----- Excerpted data

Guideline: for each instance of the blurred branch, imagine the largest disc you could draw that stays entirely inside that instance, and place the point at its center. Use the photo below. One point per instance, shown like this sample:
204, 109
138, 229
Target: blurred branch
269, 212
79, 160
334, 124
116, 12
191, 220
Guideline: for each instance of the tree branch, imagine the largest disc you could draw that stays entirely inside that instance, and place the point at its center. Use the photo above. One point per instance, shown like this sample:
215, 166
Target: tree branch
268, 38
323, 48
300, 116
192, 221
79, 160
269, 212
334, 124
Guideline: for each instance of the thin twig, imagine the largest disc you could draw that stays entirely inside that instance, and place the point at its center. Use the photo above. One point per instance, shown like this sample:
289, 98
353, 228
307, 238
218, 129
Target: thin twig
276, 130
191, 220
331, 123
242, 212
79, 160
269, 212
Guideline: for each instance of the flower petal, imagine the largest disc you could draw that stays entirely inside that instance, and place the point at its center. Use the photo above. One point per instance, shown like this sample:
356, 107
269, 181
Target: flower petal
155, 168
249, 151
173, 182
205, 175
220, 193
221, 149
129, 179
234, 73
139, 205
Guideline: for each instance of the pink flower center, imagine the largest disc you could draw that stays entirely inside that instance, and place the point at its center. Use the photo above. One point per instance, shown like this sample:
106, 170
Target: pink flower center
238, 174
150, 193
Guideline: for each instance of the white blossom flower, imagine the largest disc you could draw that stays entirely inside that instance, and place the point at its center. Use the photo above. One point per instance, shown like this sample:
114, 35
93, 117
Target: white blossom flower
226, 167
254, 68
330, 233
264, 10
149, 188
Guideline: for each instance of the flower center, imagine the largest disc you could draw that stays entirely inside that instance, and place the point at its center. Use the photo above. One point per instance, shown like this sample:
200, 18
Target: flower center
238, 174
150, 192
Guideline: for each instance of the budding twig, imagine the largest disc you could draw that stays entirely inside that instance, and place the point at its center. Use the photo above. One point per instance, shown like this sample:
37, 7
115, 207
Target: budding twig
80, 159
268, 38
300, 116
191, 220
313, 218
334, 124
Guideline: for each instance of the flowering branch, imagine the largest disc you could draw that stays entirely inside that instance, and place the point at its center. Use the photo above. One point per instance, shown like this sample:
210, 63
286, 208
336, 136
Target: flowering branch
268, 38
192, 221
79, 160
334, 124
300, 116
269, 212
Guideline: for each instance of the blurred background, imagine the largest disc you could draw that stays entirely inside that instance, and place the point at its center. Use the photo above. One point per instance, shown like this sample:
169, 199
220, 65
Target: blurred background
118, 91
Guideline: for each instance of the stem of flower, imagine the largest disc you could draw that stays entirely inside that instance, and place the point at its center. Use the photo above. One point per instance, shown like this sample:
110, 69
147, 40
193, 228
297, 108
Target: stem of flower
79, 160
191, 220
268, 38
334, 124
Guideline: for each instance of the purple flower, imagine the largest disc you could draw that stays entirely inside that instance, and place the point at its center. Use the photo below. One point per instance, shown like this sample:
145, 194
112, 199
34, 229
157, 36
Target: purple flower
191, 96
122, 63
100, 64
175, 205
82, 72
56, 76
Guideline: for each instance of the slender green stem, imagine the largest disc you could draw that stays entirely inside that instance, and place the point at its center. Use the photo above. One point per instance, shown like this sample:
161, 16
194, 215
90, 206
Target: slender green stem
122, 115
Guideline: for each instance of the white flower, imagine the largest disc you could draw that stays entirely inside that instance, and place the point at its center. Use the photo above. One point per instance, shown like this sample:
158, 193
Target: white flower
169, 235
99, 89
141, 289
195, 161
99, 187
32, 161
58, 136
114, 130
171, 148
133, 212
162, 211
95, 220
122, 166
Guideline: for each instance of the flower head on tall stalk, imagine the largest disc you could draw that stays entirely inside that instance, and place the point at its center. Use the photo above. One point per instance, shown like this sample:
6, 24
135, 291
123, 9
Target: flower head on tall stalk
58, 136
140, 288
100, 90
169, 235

----------

> **Objective**
Copy out the part of the entries that opens with the line containing "Guideline: for each instance of the white flower, imagine" and closes with the last line of the entries, both ends included, leaving the requests and their sample points unchanged. In the answers, multiply each coordinate by 0.25 and round to a whole number, with halves rounded up.

> **Written response**
Guideline: for each instance of the white flower, imagine the largest disc you could draw that stays entirely inside that instance, and place the point at its center. Use the photo above. One point per instance, shown like this sample:
158, 193
Target: white flower
42, 59
25, 22
35, 72
49, 40
25, 47
8, 40
15, 34
29, 33
43, 37
33, 53
41, 53
24, 55
31, 42
Guideline: for each instance of the flower head on tall stalk, imagine the largest disc you could draw that stays entirely inside that instance, and place the point at its center. Use the photo above. One point per instance, shown like this sample:
6, 24
135, 291
123, 9
Target: flower head on tall stalk
15, 34
35, 72
25, 23
42, 59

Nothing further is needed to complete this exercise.